[Текст для чтения]
Глава 3. Предложение и высказывание
Если уж пытаться действительно понять рассуждение, его надо понимать внутри той цельности, к которой оно принадлежит. Раньше однозначно считалось, что логика относится к речи. Но последние века логики вслед за психологами предпочитают говорить о мышлении.
«Мышление» психологов, как я показывал раньше, — это такая подловатая хитрость, заменяющая разум, рассудок и ум. Вроде бы упрощающая, но отнюдь не познание действительности, а жизнь ученого. Как можно упростить познание того, что есть, отказавшись познавать большую его часть?
Вот и «суждение» логиков такая же подмена разнообразия действительности на единую свалку мусора. Суждение, которое не суждение, уже само по себе уводит от истины. Но если оно к тому же включает в себя утверждение и множество других действий, его задача — не только увести, но еще и запутать.
Логики утверждают, что их предметом являются предложения, составленные из суждений. Это определенно уход от изучения того, что происходит в «мышлении», к тому, что являет себя в речи.
Сам по себе он не страшен, надо только отдавать себе отчет, что мы продолжаем изучать то же самое, но не прямо, а в явлении. То есть так, как это скрытое нечто являет себя, делает явным в речи, потому что этот переход рождает свои сложности.
Первая из них заключается в том, что никаких предложений не существует. Это образ, сочиненный грамматиками. Ему не соответствует никакая действительность. Самое большее, что могут предложить языковеды в качестве определения предложения, записано в первом томе огромного академического труда «Грамматика русского языка», выпущенном в 1952 году под редакцией академика Виноградова:
«Наша речь расчленяется прежде всего на предложения, каждое из которых, являясь более или менее законченным высказыванием, выражает отдельную мысль» (Грамматика, с. 9).
Ни лучших определений, ни истории появления этого понятия в общедоступных книгах по русской грамматике нет. Создается впечатление, что словом «предложение» просто перевели какой-то латинский или немецкий термин, когда в восемнадцатом веке впервые пытались освоить эту науку. Подходящих имен для творения языкознания сразу найти в русском языке не могли и приписали чужие значения обычным русским словам, вроде предложений, имен, глаголов.
Ну, как соотносится с действительностью понятия «имя» словосочетание имя существительное? Или имя прилагательное? При чем тут имена вообще?! Да просто надо было хоть как-то обозначить эти существительные и прилагательные, дать им имя для грамматического описания, вот и дали имя имя.
Это было великой революцией, потому что даже такой ущербный и искажающий русский язык способ описания позволил хоть как-то изучать тот же самый язык, который, кстати сказать, еще далеко не изучен. Тот же академик Виноградов писал всего полвека назад:
«Объем и задачи грамматики не очерчены с достаточной ясностью. Приемы грамматического исследования у разных народов очень разнородны. Так в грамматике современного русского языка разногласий и противоречий больше, чем во всякой другой науке. Почему так?
Можно указать две общие причины. Одна — чисто практическая. Грамматический строй русского языка плохо изучен. Освещение многих грамматических вопросов основывается на случайном материале». (Виноградов, Русский язык, с. 13)

[Исходные данные]
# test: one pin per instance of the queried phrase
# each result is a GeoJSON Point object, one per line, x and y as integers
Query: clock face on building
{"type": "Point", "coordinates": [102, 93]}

[Условие задания]
Ответьте по главе о предложении и высказывании:
(a) В каком году вышел первый том «Грамматики русского языка» под редакцией академика Виноградова?
(b) Что, по утверждению логиков, является их предметом?
(c) Каким обычным русским словам, согласно главе, приписали чужие значения?
К этому заданию строки отношения не имеют.

[Ответ]
(a) В 1952 году.
(b) Предложения, составленные из суждений.
(c) Предложениям, именам, глаголам.